(Data drawn from a collection)
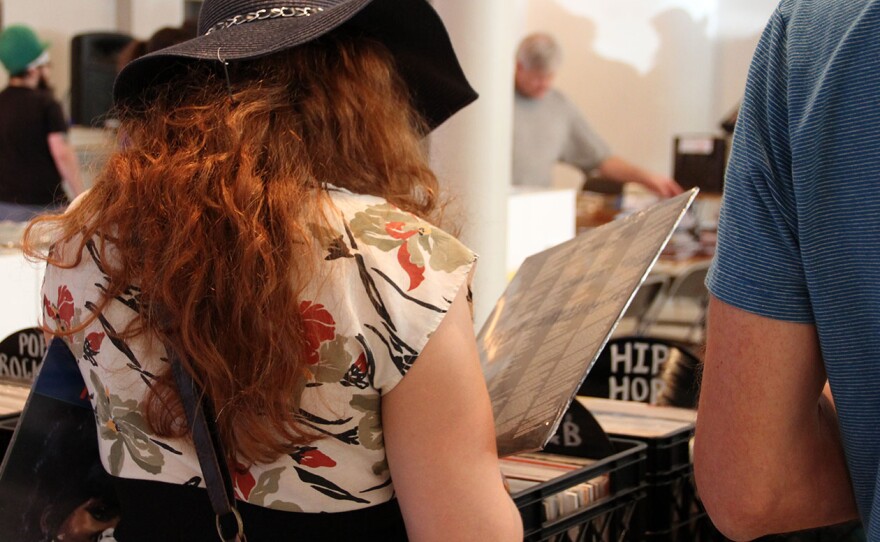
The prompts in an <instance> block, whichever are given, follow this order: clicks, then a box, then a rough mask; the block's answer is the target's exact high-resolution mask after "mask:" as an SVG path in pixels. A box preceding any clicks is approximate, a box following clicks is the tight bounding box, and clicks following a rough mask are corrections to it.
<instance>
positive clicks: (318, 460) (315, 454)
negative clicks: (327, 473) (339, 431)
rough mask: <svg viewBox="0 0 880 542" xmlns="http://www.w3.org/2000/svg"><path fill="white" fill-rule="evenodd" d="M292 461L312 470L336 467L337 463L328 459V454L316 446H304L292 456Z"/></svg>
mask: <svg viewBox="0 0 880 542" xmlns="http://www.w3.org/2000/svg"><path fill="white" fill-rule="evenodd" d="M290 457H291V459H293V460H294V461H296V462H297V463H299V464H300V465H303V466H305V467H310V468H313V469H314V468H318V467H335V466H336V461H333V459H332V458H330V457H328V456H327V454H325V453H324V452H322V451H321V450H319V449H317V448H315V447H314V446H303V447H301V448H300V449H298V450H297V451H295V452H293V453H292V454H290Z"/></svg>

---

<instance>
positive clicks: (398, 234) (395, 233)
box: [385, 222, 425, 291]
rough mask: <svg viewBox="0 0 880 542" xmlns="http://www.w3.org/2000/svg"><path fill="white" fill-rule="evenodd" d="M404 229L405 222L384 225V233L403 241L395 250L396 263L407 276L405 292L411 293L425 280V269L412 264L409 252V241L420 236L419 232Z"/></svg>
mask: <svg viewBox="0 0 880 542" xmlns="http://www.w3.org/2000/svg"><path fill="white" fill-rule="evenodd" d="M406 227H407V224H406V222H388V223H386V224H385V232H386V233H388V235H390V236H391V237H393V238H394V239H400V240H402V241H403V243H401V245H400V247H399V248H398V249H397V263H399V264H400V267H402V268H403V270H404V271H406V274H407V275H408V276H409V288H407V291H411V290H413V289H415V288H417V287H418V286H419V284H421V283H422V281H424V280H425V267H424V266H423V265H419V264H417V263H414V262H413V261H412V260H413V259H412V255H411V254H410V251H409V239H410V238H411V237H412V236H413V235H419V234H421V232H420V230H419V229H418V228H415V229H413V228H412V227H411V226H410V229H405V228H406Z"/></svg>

PROBLEM STATEMENT ->
Please find every line in the data above that contains the string "positive", and copy each of those lines. Case counts.

COMPLETED EXERCISE ->
positive clicks: (318, 460) (315, 454)
positive clicks: (398, 234) (395, 233)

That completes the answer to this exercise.